----- Data entries -----
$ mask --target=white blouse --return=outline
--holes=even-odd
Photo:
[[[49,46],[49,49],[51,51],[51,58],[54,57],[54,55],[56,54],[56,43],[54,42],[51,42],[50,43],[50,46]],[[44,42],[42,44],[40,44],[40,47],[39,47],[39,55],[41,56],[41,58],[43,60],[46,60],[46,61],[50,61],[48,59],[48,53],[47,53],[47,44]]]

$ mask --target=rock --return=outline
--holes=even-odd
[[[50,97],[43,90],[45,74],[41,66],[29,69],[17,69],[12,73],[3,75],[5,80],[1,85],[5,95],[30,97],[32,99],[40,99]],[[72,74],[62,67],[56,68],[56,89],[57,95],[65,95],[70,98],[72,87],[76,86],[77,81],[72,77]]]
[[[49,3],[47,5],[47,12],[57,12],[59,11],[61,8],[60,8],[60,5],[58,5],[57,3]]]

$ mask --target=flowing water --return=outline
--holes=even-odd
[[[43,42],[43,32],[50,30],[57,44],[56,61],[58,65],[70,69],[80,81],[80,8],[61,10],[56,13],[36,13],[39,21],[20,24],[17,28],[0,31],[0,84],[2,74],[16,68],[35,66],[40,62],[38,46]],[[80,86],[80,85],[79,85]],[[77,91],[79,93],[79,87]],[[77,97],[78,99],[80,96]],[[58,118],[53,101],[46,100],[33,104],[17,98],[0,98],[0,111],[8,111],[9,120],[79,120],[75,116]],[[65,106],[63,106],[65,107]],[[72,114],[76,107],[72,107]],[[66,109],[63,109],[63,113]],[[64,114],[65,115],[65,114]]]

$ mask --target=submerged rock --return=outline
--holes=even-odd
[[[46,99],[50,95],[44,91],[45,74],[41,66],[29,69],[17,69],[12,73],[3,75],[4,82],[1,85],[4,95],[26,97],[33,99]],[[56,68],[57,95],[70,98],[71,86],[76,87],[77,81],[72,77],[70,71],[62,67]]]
-----
Beginning at the line containing "mask --target=rock --return=outline", repeat each line exactly through the last line of the entries, and include no other lines.

$ mask --target=rock --return=outline
--holes=even-odd
[[[50,97],[43,90],[45,74],[41,66],[29,69],[17,69],[12,73],[3,75],[5,80],[1,85],[5,95],[30,97],[32,99],[40,99]],[[72,74],[62,67],[56,68],[56,89],[57,95],[65,95],[70,98],[72,87],[76,86],[77,81],[72,77]]]
[[[49,3],[47,5],[47,12],[57,12],[59,11],[61,8],[60,8],[60,5],[58,5],[57,3]]]

$ mask --target=flowing water --return=outline
--holes=even-odd
[[[43,42],[43,32],[50,30],[57,44],[56,61],[58,65],[70,69],[80,81],[80,8],[61,10],[56,13],[36,13],[39,21],[20,24],[17,28],[0,31],[0,84],[2,74],[16,68],[35,66],[40,62],[38,46]],[[80,86],[80,85],[79,85]],[[77,91],[79,93],[79,87]],[[77,97],[78,99],[80,96]],[[58,118],[53,101],[46,100],[33,104],[17,98],[0,98],[0,111],[8,111],[9,120],[79,120],[75,116]],[[65,106],[63,106],[65,107]],[[72,114],[76,107],[72,107]],[[66,109],[63,109],[63,113]],[[64,114],[65,115],[65,114]]]

$ mask --target=submerged rock --return=outline
--holes=even-odd
[[[46,99],[50,95],[44,91],[45,74],[41,66],[29,69],[17,69],[12,73],[3,75],[4,82],[1,85],[4,95],[26,97],[33,99]],[[56,68],[57,95],[70,98],[71,86],[76,87],[77,81],[72,77],[70,71],[62,67]]]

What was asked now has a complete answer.